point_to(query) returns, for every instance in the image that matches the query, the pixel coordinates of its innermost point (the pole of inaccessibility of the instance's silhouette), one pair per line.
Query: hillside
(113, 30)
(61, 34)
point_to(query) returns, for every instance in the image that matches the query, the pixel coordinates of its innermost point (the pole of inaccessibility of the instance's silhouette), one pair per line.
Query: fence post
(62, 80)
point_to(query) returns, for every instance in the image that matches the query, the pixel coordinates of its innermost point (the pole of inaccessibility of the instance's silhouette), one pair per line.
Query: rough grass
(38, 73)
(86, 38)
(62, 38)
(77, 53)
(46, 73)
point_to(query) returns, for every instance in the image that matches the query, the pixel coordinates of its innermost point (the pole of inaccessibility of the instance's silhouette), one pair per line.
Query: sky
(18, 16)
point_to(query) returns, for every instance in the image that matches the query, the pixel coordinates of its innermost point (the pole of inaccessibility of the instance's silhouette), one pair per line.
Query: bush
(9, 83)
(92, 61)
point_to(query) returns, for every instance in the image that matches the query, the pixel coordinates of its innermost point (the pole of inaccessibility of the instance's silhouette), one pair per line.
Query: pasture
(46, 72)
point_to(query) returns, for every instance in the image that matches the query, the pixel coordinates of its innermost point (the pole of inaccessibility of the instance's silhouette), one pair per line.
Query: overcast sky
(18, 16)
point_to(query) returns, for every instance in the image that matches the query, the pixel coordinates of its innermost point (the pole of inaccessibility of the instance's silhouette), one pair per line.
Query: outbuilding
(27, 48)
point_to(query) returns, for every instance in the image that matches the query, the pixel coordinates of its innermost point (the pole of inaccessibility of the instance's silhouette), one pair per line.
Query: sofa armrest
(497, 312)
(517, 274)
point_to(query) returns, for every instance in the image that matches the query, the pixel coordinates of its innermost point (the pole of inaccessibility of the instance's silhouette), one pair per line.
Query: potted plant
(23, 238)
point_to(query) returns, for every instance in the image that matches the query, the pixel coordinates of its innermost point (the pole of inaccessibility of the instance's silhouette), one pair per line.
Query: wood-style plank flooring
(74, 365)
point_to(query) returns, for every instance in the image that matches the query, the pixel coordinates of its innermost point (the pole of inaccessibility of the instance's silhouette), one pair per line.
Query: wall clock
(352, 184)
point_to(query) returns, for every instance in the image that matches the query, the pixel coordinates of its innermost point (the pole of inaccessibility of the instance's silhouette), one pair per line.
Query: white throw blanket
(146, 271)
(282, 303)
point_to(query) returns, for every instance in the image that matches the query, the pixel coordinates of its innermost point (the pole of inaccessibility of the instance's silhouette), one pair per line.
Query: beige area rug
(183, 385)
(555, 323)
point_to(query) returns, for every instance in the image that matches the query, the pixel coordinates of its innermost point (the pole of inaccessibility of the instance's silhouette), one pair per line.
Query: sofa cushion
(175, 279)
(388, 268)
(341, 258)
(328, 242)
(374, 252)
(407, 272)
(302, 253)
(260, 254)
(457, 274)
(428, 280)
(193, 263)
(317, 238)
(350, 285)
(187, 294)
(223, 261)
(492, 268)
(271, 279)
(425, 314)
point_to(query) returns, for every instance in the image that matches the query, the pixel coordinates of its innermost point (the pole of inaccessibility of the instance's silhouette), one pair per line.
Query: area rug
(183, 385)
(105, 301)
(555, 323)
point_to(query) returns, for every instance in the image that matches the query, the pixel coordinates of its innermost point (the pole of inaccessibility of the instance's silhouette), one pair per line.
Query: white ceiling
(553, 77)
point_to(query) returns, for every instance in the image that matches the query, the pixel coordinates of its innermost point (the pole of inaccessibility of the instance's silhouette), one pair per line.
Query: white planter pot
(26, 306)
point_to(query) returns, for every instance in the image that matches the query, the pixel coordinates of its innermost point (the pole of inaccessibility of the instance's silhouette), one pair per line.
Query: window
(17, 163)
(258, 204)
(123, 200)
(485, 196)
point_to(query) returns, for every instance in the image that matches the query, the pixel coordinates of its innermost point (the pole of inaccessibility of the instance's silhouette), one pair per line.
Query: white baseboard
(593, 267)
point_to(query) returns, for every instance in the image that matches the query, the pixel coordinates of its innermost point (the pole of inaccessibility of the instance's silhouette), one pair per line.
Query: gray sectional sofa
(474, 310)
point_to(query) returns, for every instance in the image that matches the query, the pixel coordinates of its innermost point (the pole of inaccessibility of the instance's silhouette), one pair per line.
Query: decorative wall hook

◇ ◇ ◇ ◇ ◇

■ **ASSIGNMENT**:
Reproduce all of the entries above verbatim.

■ **TASK ANSWER**:
point_to(query) returns, for every instance in the image that matches the query, the pixel coordinates of its innermost point (the pole of inaccessibility of the instance's silhouette), one pair per line.
Query: hillside
(113, 30)
(61, 34)
point_to(query) returns, for every instance in the image that matches the query, the pixel coordinates of its innermost point (the pole of inaccessibility of the instance's silhouette), one pair per line.
Query: fence post
(62, 80)
point_to(query) returns, for every instance in the image that matches the query, the pixel coordinates of its innermost point (the pole of inaccessibility of the instance's silhouette), one pair per line.
Query: rough grass
(38, 73)
(86, 38)
(62, 38)
(77, 53)
(46, 73)
point_to(query) returns, for every instance in the image that matches the query, the pixel coordinates of its innermost point (the pole of inaccessibility of the instance's silhouette), one pair per line.
Query: sky
(18, 16)
point_to(query) returns, for every instance in the image that matches the query, the pixel coordinates of its innermost point (the pole of inaccessibility of the instance's silhouette), one pair per line.
Query: bush
(9, 83)
(92, 61)
point_to(query) returns, for every instance in the image that matches the query, the pixel coordinates of its innermost point (the pole of inaccessibility of the instance's silhouette), one pair per line.
Query: pasture
(46, 72)
point_to(query) returns, for every instance in the image that matches the query, the pixel coordinates of its innermost point (the pole of inaccessibility of the instance's silhouette), one pair per line.
Query: overcast sky
(18, 16)
point_to(query) returns, for every instance in the image that matches the query, the pixel coordinates of its innermost point (the pole of inaccessibility of the instance's silhouette), one pair per line.
Query: outbuilding
(27, 48)
point_to(query) returns, for every instance in the image that matches the query, the pixel coordinates of its innermost point (the pole of inaccessibility of the instance's silhouette), one pair per line.
Query: sofa armrest
(497, 312)
(517, 274)
point_to(query) returns, for every instance in the image that matches the query, the pixel coordinates of its innermost point (the pole of inaccessibility of the instance's silhouette), one pair per line.
Query: potted plant
(23, 238)
point_to(query) returns, for every instance in the image that matches the query, the pixel coordinates of its innermost point (the pole of inaccessibility of the instance's silhouette), one pair per line.
Query: wood-style plank flooring
(74, 365)
point_to(query) returns, for every instance in the image that matches the query, the pixel coordinates of its innermost point (the pole of inaccessibility of the instance's silhouette), one pair per line.
Query: wall clock
(352, 184)
point_to(query) returns, for every instance in the image that matches the query, the pixel coordinates of its innermost point (the pole of inaccessibility of the instance's silhouette), one pair per line.
Query: white throw blanket
(146, 271)
(282, 303)
point_to(query) returns, for every instance in the image that matches the query, the pixel coordinates of its innermost point (the pole of inaccessibility of the instance's silhouette), one pair per line.
Query: beige area rug
(183, 385)
(555, 323)
point_to(query) returns, for every instance in the image that matches the query, the pixel coordinates of its innermost point (the pole of inaccessibility of the instance's silhouette), one pair per line.
Query: sofa cushion
(175, 279)
(388, 268)
(341, 258)
(328, 242)
(374, 252)
(407, 272)
(302, 253)
(260, 254)
(457, 274)
(428, 280)
(193, 263)
(317, 238)
(350, 285)
(187, 294)
(223, 261)
(492, 268)
(271, 279)
(425, 314)
point_to(query) returns, for every instance in the image that matches the query, the pixel coordinates of its innermost point (the pole of inaccessibility of the instance's silhouette), one pair per line.
Query: area rug
(183, 385)
(105, 301)
(555, 323)
point_to(query) returns, for every instance in the image that matches the query, the pixel coordinates of its innermost point (the pole of inaccessibility of the instance's silhouette), one pair per line.
Query: white ceiling
(553, 77)
point_to(query) returns, for every instance in the image that matches the query, the pixel coordinates of its innermost point (the pole of inaccessibility of the instance's silhouette), one pair per line.
Query: white planter pot
(26, 306)
point_to(query) returns, for every instance in the image that matches the query, the pixel coordinates of its innermost point (the pole of inaccessibility of the instance's silhouette), one pair per line.
Query: window
(17, 163)
(258, 204)
(123, 200)
(485, 196)
point_to(query) returns, for every instance in the image that matches the query, the pixel coordinates of its innermost point (the pole of inaccessibility of the instance's silhouette), one pair per line.
Query: white baseboard
(593, 267)
point_to(query) returns, for every instance in the image that matches the query, the pixel coordinates of its innermost point (the pole of inaccessibility of the instance's silhouette), one pair per line.
Query: gray sectional sofa
(474, 310)
point_to(query) returns, for every instance in the image that matches the query, the pixel coordinates of its innermost point (the pole of inaccessibility of the instance's silhouette), one pair per line.
Query: decorative wall hook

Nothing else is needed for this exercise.